* **Daftar Tugas**:
1. Menurut teks, berapa lama wanita terpelajar itu menghabiskan waktu untuk mempelajari satu disiplin ilmu?
2. Tuliskan bagian teks yang dimulai pada kata-kata "Sayang, wanita terpelajar" dan berakhir setelah kata-kata "gandrungi selain itu.", tanpa mengubah apa pun.

* **Teks**:
__________
Kamis, 14 Maret 2013

Wanita Terpelajar Itu.....

Beristrikan seorang wanita terpelajar adalah impianku semenjak aku mengetahui bahwa wanita tercipta untuk dijadikan pasangan hidup seorang pria. Wanita yang dapat memahamiku dan aku juga dapat memahaminya. Wanita yang dapat berbagi dalam setiap problematika hidup. Dan akhirnya takdir menyandingkan diriku dengannya. Wanita impianku.

Sayang, wanita terpelajar yang ada dirumahku ini adalah wanita yang sama sekali asing, mungkin juga ia berasal dari dunia lain. Wanita yang menghabiskan empat tahun untuk mempelajari satu disiplin ilmu. Satu disiplin ilmu yang dijadikan alat untuk memperdaya kaum pria.

Dia berbicara dengan keras didepan muka, memakai pakaian yang selayaknya dipakai pria, bermain di mall dan lebih sering mencumbu piano dari pada membelai anak-anak dan suaminya. Tidak ada yang ia gandrungi selain itu.

Jika aku bertanya kemana dia mau pergi dan kapan kembali, pasti bibirnya akan menjulur ke depan seraya menyemprotkan beragam kata. Katanya aku tidak percaya seratus persen padanya. Jika aku memberikan kepercayaan, ia mencela. Katanya aku tak pernah mencemburui sebagai sedikit ungkapan cinta. Jika aku memantik rasa cinta dan cemburu ia akan berkata "lebih baik kita berteman saja, sungguh perkawinan dengan asas pertemanan adalah sebaik-baik perkawinan". Jika aku berikan rasa persahabatan ia menyiratkan pentingnya berhubungan jenis. Jika aku bergairah untuk berhubungan jenis ia akan berkata padaku: Ah.... kamu lelaki liar".

Kami berada di kampung. Setiap waktu ia menggerutu. Kapan kita pindah ke kota. Akhirnya  kita pindah ke Kairo. dan setelah di Kairo penyakitnya juga tak kunjung sembuh. Kini ia mendesaku untuk pindah ke Amerika.

Dia wanita bobrok-ambisius sampai pada derajat sakit jiwa. Menginginkan kemustahilan menjadi kenyataan. Ia anggap gelar Diploma sastra Inggris dapat dijadikan alat untuk mendapatkan semuanya. Bekerja sehari penuh sbagaimana lelaki memburu rejeki. Setiap awal minggu ia pasti bergerak menuju rumah mertua. menyerahkan dua putri kami kepada nenek renta. Rumah kami lengang. Ibu mertua beralih profesi menjadi babu bagi menantunya. Walau sudah berusaha sekuat mungkin untuk menjadi pembantu yang baik, tak jarang menantunya menceramahi dengan kata-kata yang tidak pernah ku dengar dari seorang wanita terpelajar.
__________
Data anotasi berbasis titik:
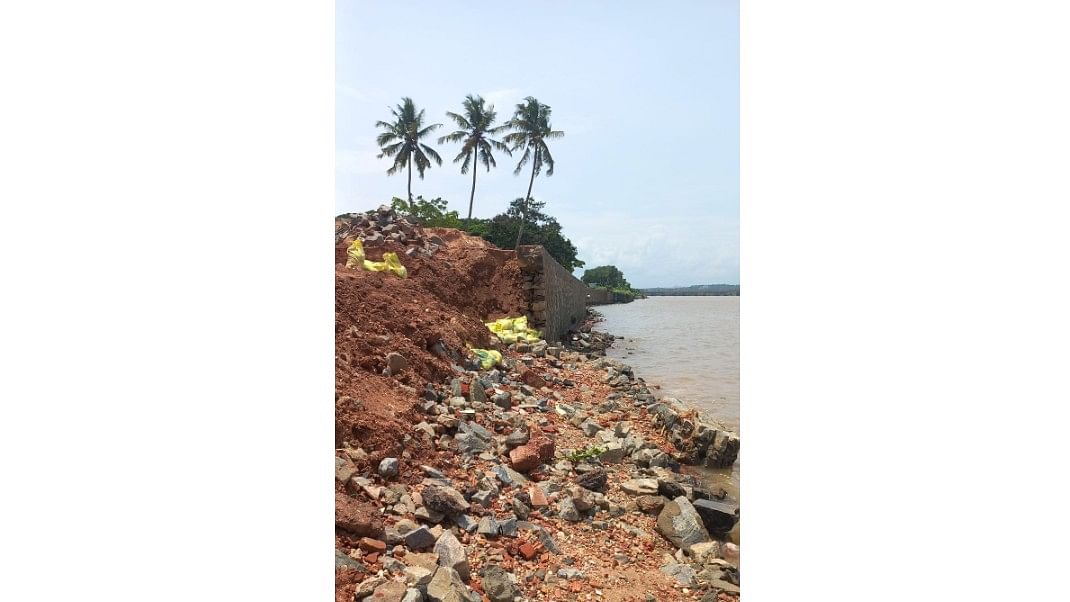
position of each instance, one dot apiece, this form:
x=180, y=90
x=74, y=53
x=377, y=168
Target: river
x=689, y=346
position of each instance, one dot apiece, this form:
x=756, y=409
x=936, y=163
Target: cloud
x=350, y=92
x=503, y=99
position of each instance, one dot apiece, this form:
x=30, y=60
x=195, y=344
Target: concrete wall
x=556, y=299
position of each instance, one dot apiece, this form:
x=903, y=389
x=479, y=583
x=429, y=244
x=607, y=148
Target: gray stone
x=718, y=516
x=612, y=453
x=567, y=510
x=388, y=467
x=517, y=438
x=464, y=523
x=483, y=497
x=446, y=586
x=681, y=524
x=498, y=585
x=390, y=591
x=683, y=573
x=476, y=391
x=418, y=539
x=395, y=363
x=344, y=468
x=452, y=554
x=640, y=487
x=595, y=480
x=488, y=527
x=417, y=576
x=444, y=499
x=590, y=428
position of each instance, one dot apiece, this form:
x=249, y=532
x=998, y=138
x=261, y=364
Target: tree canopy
x=607, y=276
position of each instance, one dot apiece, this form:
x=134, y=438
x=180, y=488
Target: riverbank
x=554, y=475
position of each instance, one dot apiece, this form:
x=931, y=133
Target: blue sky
x=647, y=174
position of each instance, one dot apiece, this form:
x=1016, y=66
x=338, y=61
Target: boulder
x=717, y=515
x=595, y=480
x=681, y=524
x=452, y=554
x=446, y=586
x=395, y=363
x=388, y=467
x=419, y=539
x=524, y=458
x=444, y=499
x=498, y=585
x=640, y=487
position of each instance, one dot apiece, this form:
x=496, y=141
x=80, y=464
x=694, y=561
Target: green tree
x=531, y=129
x=607, y=276
x=476, y=128
x=537, y=229
x=400, y=139
x=431, y=213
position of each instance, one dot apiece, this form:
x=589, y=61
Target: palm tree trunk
x=411, y=206
x=523, y=213
x=475, y=157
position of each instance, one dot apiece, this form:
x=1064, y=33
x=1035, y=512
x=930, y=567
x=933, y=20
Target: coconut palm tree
x=531, y=129
x=475, y=133
x=400, y=140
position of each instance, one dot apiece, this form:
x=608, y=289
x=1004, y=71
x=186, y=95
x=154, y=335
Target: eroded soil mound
x=427, y=318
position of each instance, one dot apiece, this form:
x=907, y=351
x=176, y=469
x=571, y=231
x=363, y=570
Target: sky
x=647, y=174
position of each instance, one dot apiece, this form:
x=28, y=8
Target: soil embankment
x=551, y=476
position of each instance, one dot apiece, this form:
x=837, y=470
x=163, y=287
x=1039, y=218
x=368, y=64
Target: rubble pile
x=556, y=478
x=375, y=228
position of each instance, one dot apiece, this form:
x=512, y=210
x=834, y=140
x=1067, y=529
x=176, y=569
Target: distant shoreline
x=693, y=291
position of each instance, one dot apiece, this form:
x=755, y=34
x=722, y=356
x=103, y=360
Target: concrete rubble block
x=452, y=554
x=679, y=523
x=418, y=539
x=446, y=586
x=718, y=516
x=499, y=585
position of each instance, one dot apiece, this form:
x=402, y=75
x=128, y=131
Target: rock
x=418, y=576
x=681, y=524
x=476, y=392
x=369, y=544
x=488, y=527
x=452, y=554
x=718, y=516
x=444, y=499
x=390, y=591
x=640, y=487
x=345, y=561
x=612, y=453
x=356, y=518
x=418, y=539
x=651, y=504
x=446, y=586
x=498, y=585
x=388, y=467
x=590, y=428
x=517, y=438
x=395, y=363
x=683, y=573
x=524, y=458
x=594, y=480
x=567, y=510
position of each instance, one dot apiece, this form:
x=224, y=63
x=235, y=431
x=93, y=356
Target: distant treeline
x=696, y=290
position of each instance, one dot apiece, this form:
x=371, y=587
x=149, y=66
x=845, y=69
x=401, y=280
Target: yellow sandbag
x=355, y=253
x=391, y=262
x=488, y=357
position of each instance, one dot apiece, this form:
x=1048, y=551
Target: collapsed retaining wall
x=556, y=301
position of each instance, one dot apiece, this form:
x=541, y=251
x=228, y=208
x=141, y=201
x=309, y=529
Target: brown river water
x=690, y=348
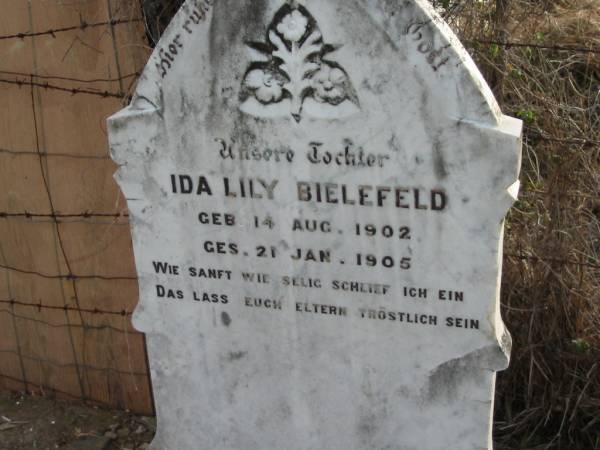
__________
* **Jawaban Lengkap**:
1. Empat tahun.

2.
Sayang, wanita terpelajar yang ada dirumahku ini adalah wanita yang sama sekali asing, mungkin juga ia berasal dari dunia lain. Wanita yang menghabiskan empat tahun untuk mempelajari satu disiplin ilmu. Satu disiplin ilmu yang dijadikan alat untuk memperdaya kaum pria.

Dia berbicara dengan keras didepan muka, memakai pakaian yang selayaknya dipakai pria, bermain di mall dan lebih sering mencumbu piano dari pada membelai anak-anak dan suaminya. Tidak ada yang ia gandrungi selain itu.